TASK INSTRUCTIONS — The full set of entries is to be printed exactly, with pictures excluded.

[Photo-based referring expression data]

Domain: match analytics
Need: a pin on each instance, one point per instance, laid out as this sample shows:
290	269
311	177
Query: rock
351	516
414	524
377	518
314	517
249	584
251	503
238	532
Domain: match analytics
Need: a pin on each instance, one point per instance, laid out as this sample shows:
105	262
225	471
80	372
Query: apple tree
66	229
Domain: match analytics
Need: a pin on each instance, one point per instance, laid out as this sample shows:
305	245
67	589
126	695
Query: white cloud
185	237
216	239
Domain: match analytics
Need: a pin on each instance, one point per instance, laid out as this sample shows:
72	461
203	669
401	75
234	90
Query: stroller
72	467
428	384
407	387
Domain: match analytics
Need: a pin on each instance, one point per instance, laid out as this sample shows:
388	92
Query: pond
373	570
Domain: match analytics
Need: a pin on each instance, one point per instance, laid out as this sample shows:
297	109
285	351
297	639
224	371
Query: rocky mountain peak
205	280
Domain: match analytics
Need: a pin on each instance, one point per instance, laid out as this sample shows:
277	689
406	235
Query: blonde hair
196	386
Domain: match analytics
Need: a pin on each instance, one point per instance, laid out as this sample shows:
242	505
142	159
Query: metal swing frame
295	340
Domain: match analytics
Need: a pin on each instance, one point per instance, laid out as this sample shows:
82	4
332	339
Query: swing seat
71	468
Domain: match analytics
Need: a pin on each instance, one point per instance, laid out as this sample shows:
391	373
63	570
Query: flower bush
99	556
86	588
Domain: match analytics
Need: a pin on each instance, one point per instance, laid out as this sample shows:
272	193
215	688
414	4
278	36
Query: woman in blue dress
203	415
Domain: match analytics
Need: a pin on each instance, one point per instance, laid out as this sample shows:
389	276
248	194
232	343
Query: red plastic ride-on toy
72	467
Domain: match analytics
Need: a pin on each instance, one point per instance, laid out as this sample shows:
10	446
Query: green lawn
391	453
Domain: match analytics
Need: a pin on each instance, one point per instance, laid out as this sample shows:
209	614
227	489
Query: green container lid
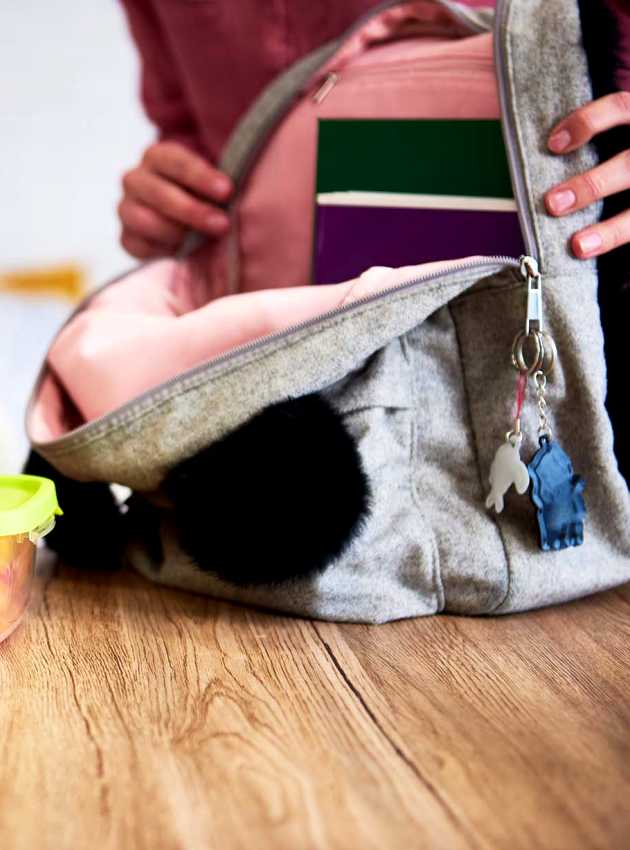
27	504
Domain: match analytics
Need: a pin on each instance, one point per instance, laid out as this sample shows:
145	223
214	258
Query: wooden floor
134	717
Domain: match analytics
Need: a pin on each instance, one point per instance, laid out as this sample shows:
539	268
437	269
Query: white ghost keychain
507	467
556	490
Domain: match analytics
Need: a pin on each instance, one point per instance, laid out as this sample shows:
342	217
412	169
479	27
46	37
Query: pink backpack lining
170	316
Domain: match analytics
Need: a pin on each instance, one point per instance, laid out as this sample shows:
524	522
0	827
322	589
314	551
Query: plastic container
28	507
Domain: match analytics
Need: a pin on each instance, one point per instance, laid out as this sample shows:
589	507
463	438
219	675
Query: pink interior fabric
169	316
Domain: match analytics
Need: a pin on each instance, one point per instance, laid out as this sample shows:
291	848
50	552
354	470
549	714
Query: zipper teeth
260	342
508	125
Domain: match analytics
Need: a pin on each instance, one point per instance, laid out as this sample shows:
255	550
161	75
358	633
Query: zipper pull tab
529	270
330	81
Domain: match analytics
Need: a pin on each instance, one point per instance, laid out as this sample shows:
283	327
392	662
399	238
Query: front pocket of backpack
394	554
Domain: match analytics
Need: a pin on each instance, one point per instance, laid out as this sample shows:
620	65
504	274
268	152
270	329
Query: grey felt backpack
340	469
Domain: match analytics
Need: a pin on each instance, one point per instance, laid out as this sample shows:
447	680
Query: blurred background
70	124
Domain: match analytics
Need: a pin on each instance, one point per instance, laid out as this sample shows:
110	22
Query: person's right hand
170	192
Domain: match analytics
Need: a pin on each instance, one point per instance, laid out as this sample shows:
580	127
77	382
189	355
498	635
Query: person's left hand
605	179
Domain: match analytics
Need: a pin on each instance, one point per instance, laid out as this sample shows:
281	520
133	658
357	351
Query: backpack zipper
508	125
486	265
521	197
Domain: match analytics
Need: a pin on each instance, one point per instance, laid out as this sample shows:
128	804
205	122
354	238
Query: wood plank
521	723
133	716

ANSWER FOR THIS EXERCISE —
Domain: match analytics
Need: a pin on each instance, one point per instance, laid out as this sample shows:
290	269
311	177
Query: rock
351	516
414	524
377	518
314	517
249	584
251	503
238	532
Domain: match analytics
Need: a pin on each instance, one point per instance, laid out as this sample shows:
105	262
225	471
80	372
Query: apple tree
66	229
Domain: match analytics
Need: a pin on each instance, one point per instance, laid out as this sample shows:
305	245
67	589
126	695
Query: white cloud
185	237
216	239
Domain: match analytics
Need: a pin on each instance, one point per instance, laid out as this sample shows:
72	461
203	669
401	75
234	90
Query: stroller
72	467
428	384
407	387
Domain: match analytics
Need: a pin on each instance, one point per instance, laid out as this sample shows:
388	92
Query: pond
373	570
Domain: match analytics
Need: a pin on each instance, one point per instance, laid out as this sample shows:
297	109
285	351
297	639
224	371
Query: rocky mountain peak
205	280
Domain: match analytics
Need: a pin on each instance, one point per instance, laid out as this sample shows:
277	689
406	235
Query: blonde hair
196	386
Domain: match analytics
Need: a pin on each instance, one point per instance, laid out as this sample shows:
242	505
142	159
Query: metal swing frame
295	340
Domain: match analytics
Need: a pin on each instance, one point per instance, laid out as this sample shows:
82	4
332	339
Query: swing seat
71	468
Domain: match analytics
Need: a pin on each instance, one point per instance, laid out as this sample shows:
391	373
63	570
Query: flower bush
99	556
86	588
Domain: match analytics
Need: a pin on each instance, one point per instance, laid out as this sample shows:
272	193
215	688
414	4
278	36
Query: woman in blue dress
203	415
Domain: match analytics
Need: a pin on each instance, one point per instance, laid out as this sample shows:
389	276
248	194
232	343
Query: red plastic ride-on toy
72	467
Domain: match analytics
Need: a pin on each instance, one point per instance, laid out as this sample shows:
10	446
Query: green lawn
391	453
Domain: match analytics
Need: a pin on each instance, one point per instance, laid out as this sample shows:
209	614
227	489
Query: green container lid
27	504
Domain: match analytics
Need: a pin on each instance, one point per instance, laid out as this sample shows:
145	223
214	258
Query: wooden floor
134	717
Domain: match analytics
Need: a pin on each instance, one point per instance, laid out as this sample shows:
539	268
437	269
Query: white ghost keychain
507	467
556	490
Domain: match analytics
Need: a pin on each instance, one point per instance, laid out as this sample shows:
342	217
412	169
479	27
46	37
Query: pink backpack lining
170	316
Domain: match analytics
Need: a pin on each instance, one point per instance, laid out as this sample shows:
524	522
0	827
322	589
314	551
Query: plastic container
28	507
Domain: match analytics
Need: a pin on each instance, one point per instance, laid out as this sample shows:
589	507
463	438
219	675
Query: pink interior fabric
169	316
Domain: match analytics
Need: a pin on each instance, one point per instance, laid out as this sample shows:
291	848
50	552
354	470
549	714
Query: zipper teeth
260	342
508	125
Domain: match analytics
Need: a pin on each instance, one point per instance, laid out as this sample shows:
255	550
161	75
358	633
Query: zipper pull tab
529	270
330	81
Domain: match analytics
Need: a pin on each instance, one point per instance, laid out as this sample shows:
283	327
392	662
399	238
Query: front pocket of backpack
394	554
Domain: match analytics
Need: a pin on each instance, one point per instance, laid out as this sample shows:
620	65
504	274
268	152
270	329
Query: grey felt backpack
340	469
Domain: match analytics
Need: a pin on each instance, one point per instance, laid out as this sample shows:
447	680
Query: blurred background
70	124
Domain: match analytics
Need: a pin on each instance, one point per instance, laid out as this sample shows:
110	22
Query: person's right hand
170	192
Domain: match analytics
Need: a pin on each instance, one point per instance, laid out as this sample shows:
580	127
77	382
189	355
498	635
Query: person's left hand
605	179
Domain: match analytics
Need: a pin on each instance, one point per instance, laid out as this sample shows:
281	520
133	658
357	351
Query: backpack zipper
508	125
486	265
521	197
Domain: match analytics
Need: a pin on each instance, one point per instance, laid out as this sample shows:
128	804
205	122
354	238
Query: wood plank
521	723
133	716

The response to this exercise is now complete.